▸ **WHAT IS REQUIRED**: Exact reproductions of all the entries, please, and no pictures.

[[ PROVIDED MATERIAL open ]]

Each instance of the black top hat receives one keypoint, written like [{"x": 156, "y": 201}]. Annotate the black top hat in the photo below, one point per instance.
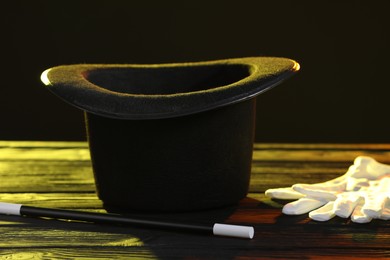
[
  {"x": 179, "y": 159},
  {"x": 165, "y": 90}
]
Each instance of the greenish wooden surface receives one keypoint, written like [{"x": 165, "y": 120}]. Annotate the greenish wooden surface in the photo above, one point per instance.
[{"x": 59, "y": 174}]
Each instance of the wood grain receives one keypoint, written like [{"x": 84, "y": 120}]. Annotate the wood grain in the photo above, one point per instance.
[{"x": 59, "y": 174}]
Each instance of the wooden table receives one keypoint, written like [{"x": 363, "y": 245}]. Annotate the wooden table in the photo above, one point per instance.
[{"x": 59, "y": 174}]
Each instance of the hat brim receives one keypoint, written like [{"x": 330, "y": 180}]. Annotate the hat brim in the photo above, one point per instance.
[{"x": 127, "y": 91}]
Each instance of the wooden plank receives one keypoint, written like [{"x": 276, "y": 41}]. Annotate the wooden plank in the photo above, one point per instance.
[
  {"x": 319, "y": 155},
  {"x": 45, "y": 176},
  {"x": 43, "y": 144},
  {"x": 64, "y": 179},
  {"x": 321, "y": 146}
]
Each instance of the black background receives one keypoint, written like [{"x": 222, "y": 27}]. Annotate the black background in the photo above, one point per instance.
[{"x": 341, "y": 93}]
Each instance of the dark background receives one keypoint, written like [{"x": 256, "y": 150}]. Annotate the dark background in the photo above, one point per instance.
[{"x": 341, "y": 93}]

[[ PROVIDED MATERIAL closed ]]

▸ **ANSWER TO THIS TASK**:
Each instance of the black top hat receives one keypoint, written like [{"x": 156, "y": 201}]. Annotate the black top hat in the photo below, one point per instance.
[
  {"x": 179, "y": 159},
  {"x": 165, "y": 90}
]
Each instance of the greenish wooden surface receives one keypoint, written like [{"x": 165, "y": 120}]. Annotate the greenish wooden surface in the photo above, one point per instance.
[{"x": 59, "y": 174}]
Each instance of the wood grain receives one keypoint, written like [{"x": 84, "y": 120}]. Annotate the wood grain in the photo above, one point per instance.
[{"x": 59, "y": 174}]
Each instance of the wooden table receives one keypoint, written like [{"x": 363, "y": 245}]. Annotate the wooden table in the photo above, one point per instance.
[{"x": 59, "y": 174}]
Each instance of the hat brim receives one keypoint, written like [{"x": 330, "y": 180}]. Annotate the hat brim in the photo above, one point per instance.
[{"x": 127, "y": 91}]
Each instance of the wooden plank receives one keypoint, written like [{"x": 276, "y": 41}]. Annotate the wooden plank in the photo above, one point per instance.
[
  {"x": 319, "y": 155},
  {"x": 45, "y": 176},
  {"x": 43, "y": 144},
  {"x": 64, "y": 179},
  {"x": 321, "y": 146}
]
Each instance of the black background receives one keypoint, written like [{"x": 222, "y": 27}]. Annotate the black background in the photo above, one point per instance.
[{"x": 341, "y": 93}]
Each instance of the dark background receives one keypoint, written like [{"x": 256, "y": 150}]. Annotate the dark background in the photo above, one point per instance.
[{"x": 341, "y": 93}]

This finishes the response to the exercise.